Stored data entries:

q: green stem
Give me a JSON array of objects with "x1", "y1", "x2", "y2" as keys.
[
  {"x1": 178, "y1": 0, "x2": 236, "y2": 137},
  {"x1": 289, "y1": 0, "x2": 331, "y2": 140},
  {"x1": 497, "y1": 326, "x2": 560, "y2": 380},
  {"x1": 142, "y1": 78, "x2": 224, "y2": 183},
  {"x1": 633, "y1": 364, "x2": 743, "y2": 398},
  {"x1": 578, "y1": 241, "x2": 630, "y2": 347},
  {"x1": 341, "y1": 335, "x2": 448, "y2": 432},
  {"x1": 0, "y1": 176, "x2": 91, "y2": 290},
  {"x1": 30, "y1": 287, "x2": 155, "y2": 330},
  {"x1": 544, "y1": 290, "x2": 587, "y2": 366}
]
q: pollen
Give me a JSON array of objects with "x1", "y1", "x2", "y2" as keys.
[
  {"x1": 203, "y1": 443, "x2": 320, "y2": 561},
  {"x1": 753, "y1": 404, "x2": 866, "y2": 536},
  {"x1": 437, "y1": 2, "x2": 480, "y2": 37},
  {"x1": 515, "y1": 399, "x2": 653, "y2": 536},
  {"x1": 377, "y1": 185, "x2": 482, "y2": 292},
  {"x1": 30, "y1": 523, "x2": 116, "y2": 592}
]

■ Work order:
Every line of the data should be copied exactly.

■ Response below:
q: green stem
Give me a JSON array of objects with "x1", "y1", "x2", "y2" as keys.
[
  {"x1": 178, "y1": 0, "x2": 236, "y2": 137},
  {"x1": 289, "y1": 0, "x2": 331, "y2": 140},
  {"x1": 497, "y1": 326, "x2": 560, "y2": 380},
  {"x1": 142, "y1": 78, "x2": 224, "y2": 183},
  {"x1": 633, "y1": 364, "x2": 743, "y2": 398},
  {"x1": 578, "y1": 241, "x2": 630, "y2": 347},
  {"x1": 341, "y1": 335, "x2": 448, "y2": 432},
  {"x1": 0, "y1": 176, "x2": 91, "y2": 290},
  {"x1": 30, "y1": 287, "x2": 155, "y2": 330},
  {"x1": 544, "y1": 290, "x2": 587, "y2": 366}
]
q: pollen
Give me a JSON array of objects with "x1", "y1", "x2", "y2" as keys.
[
  {"x1": 203, "y1": 443, "x2": 320, "y2": 561},
  {"x1": 753, "y1": 404, "x2": 866, "y2": 536},
  {"x1": 437, "y1": 2, "x2": 480, "y2": 37},
  {"x1": 515, "y1": 399, "x2": 653, "y2": 536},
  {"x1": 377, "y1": 185, "x2": 482, "y2": 292},
  {"x1": 30, "y1": 523, "x2": 116, "y2": 592}
]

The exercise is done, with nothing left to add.